● Written problem
Can you put every line of the records below into a Markdown table with two columns, Row (the row number) and Line (the line itself), leaving out any blank lines?

----------

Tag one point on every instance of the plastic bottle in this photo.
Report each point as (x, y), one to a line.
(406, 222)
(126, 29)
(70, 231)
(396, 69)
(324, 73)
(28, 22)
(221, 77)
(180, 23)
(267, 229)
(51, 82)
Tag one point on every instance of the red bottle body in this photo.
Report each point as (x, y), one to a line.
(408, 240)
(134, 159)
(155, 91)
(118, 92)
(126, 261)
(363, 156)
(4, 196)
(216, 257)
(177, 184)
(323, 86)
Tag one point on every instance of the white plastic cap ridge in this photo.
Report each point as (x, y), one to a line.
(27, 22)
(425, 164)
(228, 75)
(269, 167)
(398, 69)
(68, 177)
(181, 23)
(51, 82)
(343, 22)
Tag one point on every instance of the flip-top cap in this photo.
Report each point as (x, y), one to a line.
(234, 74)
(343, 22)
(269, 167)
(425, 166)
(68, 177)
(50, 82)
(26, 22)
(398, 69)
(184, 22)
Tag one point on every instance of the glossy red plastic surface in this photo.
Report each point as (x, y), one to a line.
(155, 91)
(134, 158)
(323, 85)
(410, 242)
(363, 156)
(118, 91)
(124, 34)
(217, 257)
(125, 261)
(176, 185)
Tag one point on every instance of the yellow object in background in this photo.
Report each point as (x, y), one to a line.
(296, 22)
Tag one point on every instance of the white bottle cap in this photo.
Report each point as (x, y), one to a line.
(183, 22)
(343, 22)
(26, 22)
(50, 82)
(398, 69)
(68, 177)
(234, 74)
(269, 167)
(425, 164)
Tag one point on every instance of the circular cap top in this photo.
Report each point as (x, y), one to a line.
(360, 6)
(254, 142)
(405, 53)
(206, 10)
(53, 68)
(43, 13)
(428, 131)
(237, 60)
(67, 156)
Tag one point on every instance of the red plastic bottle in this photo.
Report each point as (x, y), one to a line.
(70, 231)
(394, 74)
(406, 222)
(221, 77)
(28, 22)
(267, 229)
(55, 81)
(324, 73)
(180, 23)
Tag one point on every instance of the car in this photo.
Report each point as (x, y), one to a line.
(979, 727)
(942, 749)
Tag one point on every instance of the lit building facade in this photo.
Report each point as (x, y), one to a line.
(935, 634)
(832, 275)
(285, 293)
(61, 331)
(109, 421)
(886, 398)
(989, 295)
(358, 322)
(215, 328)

----------

● Exercise solution
| Row | Line |
|---|---|
| 1 | Tag one point on every instance of the plastic bottle in this photo. |
| 2 | Report each point as (x, y), one to a line. |
| 3 | (406, 222) |
| 4 | (126, 29) |
| 5 | (70, 231) |
| 6 | (396, 69) |
| 7 | (324, 73) |
| 8 | (28, 22) |
| 9 | (221, 77) |
| 10 | (180, 23) |
| 11 | (267, 229) |
| 12 | (51, 82) |
| 13 | Tag one point on every instance of the red bottle body in this photo. |
| 14 | Report each point as (x, y), one to a line. |
| 15 | (408, 240) |
| 16 | (134, 159) |
| 17 | (155, 91) |
| 18 | (118, 92) |
| 19 | (126, 261) |
| 20 | (363, 156) |
| 21 | (4, 196) |
| 22 | (216, 257) |
| 23 | (177, 184) |
| 24 | (323, 86) |
| 25 | Tag one point on every instance of the white plastic cap ridge in this photo. |
| 26 | Report each point as (x, y), one to a line. |
| 27 | (27, 22) |
| 28 | (425, 164) |
| 29 | (228, 75) |
| 30 | (269, 167) |
| 31 | (398, 69) |
| 32 | (68, 177) |
| 33 | (181, 23) |
| 34 | (51, 82) |
| 35 | (343, 22) |
| 36 | Tag one point on every instance of the flip-top cap in this photo. |
| 37 | Report each point as (x, y), one to a line. |
| 38 | (234, 74) |
| 39 | (343, 22) |
| 40 | (269, 167) |
| 41 | (425, 166) |
| 42 | (68, 177) |
| 43 | (50, 82) |
| 44 | (26, 22) |
| 45 | (398, 69) |
| 46 | (184, 22) |
| 47 | Tag one point on every instance of the glossy red plastic surface in this photo. |
| 48 | Report each point as (x, y), one to a line. |
| 49 | (155, 91) |
| 50 | (134, 158) |
| 51 | (323, 85) |
| 52 | (410, 242) |
| 53 | (363, 156) |
| 54 | (118, 91) |
| 55 | (124, 34) |
| 56 | (217, 257) |
| 57 | (125, 261) |
| 58 | (176, 185) |
| 59 | Tag one point on every instance of the yellow object in background in this photo. |
| 60 | Report each point as (x, y), one to a line. |
| 61 | (296, 22) |
| 62 | Tag one point on every instance of the white bottle cap in this photo. |
| 63 | Report each point as (x, y), one to a line. |
| 64 | (183, 22) |
| 65 | (343, 22) |
| 66 | (26, 22) |
| 67 | (50, 82) |
| 68 | (398, 69) |
| 69 | (68, 177) |
| 70 | (234, 74) |
| 71 | (269, 167) |
| 72 | (425, 164) |
| 73 | Tag one point on every instance of the circular cap top in this photo. |
| 74 | Report each point as (x, y), one to a line. |
| 75 | (360, 6) |
| 76 | (254, 142) |
| 77 | (405, 53) |
| 78 | (206, 10) |
| 79 | (53, 68) |
| 80 | (43, 13) |
| 81 | (428, 131) |
| 82 | (237, 60) |
| 83 | (67, 156) |
| 84 | Tag one point on every instance of the red plastic bottle in this photo. |
| 85 | Report each point as (x, y), one to a line. |
| 86 | (70, 231) |
| 87 | (394, 74) |
| 88 | (406, 222) |
| 89 | (221, 77) |
| 90 | (28, 22) |
| 91 | (267, 229) |
| 92 | (55, 81) |
| 93 | (324, 73) |
| 94 | (180, 23) |
| 95 | Tag one point on every instance of the car in this photo. |
| 96 | Report each point as (x, y), one to a line. |
| 97 | (979, 727) |
| 98 | (942, 749) |
| 99 | Tag one point on every instance of the lit building facade in this photo. |
| 100 | Report each point as (x, y), one to a line. |
| 101 | (935, 634) |
| 102 | (832, 275) |
| 103 | (285, 293) |
| 104 | (61, 331) |
| 105 | (109, 421) |
| 106 | (886, 398) |
| 107 | (989, 295) |
| 108 | (358, 322) |
| 109 | (215, 328) |